#### [Exercise requirements]
Can you copy, word for word, everything in the items below from the line containing "point: tall grass" (that line included) down to the very end of the items?

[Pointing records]

+ + +

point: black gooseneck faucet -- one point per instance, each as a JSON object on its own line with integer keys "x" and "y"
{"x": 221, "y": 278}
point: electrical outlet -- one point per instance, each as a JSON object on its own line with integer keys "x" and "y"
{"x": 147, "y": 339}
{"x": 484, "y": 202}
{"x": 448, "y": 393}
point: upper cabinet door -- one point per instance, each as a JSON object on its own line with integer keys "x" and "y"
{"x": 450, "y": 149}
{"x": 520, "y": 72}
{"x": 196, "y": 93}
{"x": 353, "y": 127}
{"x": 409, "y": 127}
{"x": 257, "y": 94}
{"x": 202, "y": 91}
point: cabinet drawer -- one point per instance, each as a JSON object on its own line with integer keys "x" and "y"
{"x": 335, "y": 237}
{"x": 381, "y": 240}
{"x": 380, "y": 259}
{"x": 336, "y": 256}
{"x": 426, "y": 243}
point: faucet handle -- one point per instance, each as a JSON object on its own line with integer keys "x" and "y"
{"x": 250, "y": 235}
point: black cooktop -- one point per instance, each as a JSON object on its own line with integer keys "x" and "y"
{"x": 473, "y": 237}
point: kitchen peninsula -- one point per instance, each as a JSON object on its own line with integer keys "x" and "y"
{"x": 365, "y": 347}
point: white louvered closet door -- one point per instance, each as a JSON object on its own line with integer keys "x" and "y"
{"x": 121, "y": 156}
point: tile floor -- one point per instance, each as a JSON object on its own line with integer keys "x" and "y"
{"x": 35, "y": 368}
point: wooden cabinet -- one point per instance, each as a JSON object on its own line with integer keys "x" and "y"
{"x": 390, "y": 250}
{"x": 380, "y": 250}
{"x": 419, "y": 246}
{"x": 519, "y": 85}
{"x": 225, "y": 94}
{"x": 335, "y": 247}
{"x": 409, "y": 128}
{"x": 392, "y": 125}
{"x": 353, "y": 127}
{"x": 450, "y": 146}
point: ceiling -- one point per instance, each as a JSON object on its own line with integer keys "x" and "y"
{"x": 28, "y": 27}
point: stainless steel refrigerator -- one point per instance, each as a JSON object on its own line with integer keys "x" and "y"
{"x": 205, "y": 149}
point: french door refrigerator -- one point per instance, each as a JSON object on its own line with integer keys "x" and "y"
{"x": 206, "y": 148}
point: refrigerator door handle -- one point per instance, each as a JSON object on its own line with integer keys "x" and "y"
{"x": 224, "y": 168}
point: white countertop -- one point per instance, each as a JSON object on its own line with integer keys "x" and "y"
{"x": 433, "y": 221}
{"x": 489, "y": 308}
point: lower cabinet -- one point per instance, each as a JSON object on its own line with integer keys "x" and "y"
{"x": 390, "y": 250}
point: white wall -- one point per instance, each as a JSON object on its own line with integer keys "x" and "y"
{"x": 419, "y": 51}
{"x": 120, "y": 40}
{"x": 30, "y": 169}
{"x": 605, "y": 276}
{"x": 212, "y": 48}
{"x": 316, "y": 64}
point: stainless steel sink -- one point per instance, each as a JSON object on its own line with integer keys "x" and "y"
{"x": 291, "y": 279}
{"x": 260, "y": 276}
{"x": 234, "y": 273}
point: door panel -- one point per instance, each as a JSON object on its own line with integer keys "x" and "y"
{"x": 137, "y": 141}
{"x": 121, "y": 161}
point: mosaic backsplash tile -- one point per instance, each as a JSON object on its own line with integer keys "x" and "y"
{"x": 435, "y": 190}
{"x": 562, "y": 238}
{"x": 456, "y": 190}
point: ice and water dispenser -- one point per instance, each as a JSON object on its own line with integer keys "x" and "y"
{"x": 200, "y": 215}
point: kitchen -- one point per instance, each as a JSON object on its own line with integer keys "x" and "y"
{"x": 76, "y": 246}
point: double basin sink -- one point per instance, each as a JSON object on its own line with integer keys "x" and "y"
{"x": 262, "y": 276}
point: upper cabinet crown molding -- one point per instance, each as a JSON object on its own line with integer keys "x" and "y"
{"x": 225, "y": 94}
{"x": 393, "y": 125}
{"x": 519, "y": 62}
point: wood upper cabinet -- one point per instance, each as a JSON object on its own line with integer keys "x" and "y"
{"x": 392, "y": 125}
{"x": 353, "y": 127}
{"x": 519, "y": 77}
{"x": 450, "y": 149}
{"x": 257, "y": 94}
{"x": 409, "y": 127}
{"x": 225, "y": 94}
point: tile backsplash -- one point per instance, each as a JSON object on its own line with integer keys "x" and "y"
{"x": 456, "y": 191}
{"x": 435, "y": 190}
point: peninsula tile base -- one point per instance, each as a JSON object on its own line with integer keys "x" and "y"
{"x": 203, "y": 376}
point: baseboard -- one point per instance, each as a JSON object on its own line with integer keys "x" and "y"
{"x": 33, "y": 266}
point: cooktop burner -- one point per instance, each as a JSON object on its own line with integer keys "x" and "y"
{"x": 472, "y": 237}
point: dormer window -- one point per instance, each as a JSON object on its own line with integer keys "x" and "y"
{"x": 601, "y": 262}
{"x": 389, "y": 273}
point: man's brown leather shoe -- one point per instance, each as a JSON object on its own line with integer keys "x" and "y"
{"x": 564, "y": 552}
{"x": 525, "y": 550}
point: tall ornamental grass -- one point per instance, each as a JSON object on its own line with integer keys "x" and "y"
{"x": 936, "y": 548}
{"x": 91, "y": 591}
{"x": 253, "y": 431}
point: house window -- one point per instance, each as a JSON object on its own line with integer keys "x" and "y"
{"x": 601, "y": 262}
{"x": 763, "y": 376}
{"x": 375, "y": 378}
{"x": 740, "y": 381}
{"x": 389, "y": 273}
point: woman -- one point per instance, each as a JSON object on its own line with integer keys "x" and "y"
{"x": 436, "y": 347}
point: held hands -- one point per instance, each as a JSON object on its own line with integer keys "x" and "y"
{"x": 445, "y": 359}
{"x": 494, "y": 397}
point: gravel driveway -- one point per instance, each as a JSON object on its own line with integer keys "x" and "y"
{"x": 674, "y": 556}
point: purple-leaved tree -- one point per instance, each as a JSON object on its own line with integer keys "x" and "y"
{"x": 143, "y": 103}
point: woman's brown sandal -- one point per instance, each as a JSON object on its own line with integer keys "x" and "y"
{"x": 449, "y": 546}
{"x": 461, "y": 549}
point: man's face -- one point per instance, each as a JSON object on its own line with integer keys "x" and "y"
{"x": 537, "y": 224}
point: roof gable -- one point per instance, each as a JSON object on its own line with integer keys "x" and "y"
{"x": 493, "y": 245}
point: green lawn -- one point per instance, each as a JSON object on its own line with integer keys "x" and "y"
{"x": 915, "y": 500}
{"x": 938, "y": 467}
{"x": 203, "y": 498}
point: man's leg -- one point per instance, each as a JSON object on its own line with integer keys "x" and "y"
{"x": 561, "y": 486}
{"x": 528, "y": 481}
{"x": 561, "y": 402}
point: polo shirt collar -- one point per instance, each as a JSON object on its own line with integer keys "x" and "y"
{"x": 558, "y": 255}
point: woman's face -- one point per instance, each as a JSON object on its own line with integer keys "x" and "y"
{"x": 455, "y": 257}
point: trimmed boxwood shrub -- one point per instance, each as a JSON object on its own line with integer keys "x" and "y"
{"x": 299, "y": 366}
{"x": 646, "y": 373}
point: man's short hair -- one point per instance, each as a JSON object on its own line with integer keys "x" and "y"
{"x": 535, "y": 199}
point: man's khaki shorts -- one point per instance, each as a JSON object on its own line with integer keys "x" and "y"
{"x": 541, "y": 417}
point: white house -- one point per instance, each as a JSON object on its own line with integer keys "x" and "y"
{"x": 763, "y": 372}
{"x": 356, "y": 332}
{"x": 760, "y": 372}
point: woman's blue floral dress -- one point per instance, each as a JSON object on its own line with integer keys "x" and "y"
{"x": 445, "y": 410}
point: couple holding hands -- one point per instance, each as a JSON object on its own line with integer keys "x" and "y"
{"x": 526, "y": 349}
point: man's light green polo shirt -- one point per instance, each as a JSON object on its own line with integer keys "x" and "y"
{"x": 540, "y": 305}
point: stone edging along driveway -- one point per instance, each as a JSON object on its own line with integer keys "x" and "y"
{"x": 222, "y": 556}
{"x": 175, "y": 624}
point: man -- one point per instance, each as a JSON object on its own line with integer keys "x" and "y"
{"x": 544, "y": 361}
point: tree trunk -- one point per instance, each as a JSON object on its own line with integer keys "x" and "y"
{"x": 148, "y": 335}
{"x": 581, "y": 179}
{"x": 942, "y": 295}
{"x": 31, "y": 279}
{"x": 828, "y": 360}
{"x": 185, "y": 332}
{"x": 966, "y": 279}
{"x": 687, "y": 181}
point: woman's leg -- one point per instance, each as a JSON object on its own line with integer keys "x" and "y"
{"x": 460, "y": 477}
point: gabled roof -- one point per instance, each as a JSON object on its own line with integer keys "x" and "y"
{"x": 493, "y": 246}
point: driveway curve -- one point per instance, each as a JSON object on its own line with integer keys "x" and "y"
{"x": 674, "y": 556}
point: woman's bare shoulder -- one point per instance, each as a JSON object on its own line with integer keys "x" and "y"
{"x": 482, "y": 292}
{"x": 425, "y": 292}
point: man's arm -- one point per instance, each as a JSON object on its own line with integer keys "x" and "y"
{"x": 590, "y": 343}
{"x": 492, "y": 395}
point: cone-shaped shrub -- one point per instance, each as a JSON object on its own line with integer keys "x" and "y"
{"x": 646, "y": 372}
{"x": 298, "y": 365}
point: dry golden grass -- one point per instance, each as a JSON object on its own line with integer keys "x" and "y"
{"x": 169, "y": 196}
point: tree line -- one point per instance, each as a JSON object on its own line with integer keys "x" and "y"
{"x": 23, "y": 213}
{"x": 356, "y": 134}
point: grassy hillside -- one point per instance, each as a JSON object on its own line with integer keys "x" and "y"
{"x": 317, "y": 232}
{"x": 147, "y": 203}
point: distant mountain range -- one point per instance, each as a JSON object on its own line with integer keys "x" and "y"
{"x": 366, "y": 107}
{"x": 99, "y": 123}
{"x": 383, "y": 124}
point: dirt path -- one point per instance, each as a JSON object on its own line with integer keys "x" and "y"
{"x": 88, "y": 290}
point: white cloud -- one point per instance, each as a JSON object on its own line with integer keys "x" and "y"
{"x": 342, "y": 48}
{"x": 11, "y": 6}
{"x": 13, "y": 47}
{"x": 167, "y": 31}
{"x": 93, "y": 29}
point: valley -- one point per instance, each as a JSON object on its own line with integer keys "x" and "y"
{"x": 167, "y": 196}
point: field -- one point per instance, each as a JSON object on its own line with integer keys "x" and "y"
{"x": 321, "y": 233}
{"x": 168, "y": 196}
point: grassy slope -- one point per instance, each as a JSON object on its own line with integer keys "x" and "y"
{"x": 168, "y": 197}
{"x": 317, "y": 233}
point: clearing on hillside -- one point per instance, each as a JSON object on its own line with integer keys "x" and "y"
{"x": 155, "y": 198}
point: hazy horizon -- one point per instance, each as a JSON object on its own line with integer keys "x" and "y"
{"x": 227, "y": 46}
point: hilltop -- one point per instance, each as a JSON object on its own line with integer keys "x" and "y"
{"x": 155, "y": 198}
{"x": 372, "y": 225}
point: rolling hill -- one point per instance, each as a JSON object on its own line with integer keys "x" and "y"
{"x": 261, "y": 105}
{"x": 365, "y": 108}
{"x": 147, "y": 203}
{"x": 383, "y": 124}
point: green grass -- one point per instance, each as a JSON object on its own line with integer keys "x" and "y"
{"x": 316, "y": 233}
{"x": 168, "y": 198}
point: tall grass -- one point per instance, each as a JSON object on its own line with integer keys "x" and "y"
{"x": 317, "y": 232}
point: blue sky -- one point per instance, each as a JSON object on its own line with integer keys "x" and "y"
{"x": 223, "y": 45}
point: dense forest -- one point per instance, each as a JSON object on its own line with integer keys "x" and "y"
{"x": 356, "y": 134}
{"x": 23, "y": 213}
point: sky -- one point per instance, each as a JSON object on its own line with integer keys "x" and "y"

+ + +

#### [Task answer]
point: tall grass -- one point per instance, each as a JSON object on its own line with integer keys "x" and "y"
{"x": 317, "y": 232}
point: blue sky -- one point per instance, each as a JSON object on its own line with integer keys "x" and "y"
{"x": 223, "y": 45}
point: dense forest -- one point per instance, each as a JSON object on its own line with integer keys "x" and "y"
{"x": 356, "y": 134}
{"x": 23, "y": 213}
point: sky -- one point per instance, each as a JSON object on its own line with integer keys "x" and "y"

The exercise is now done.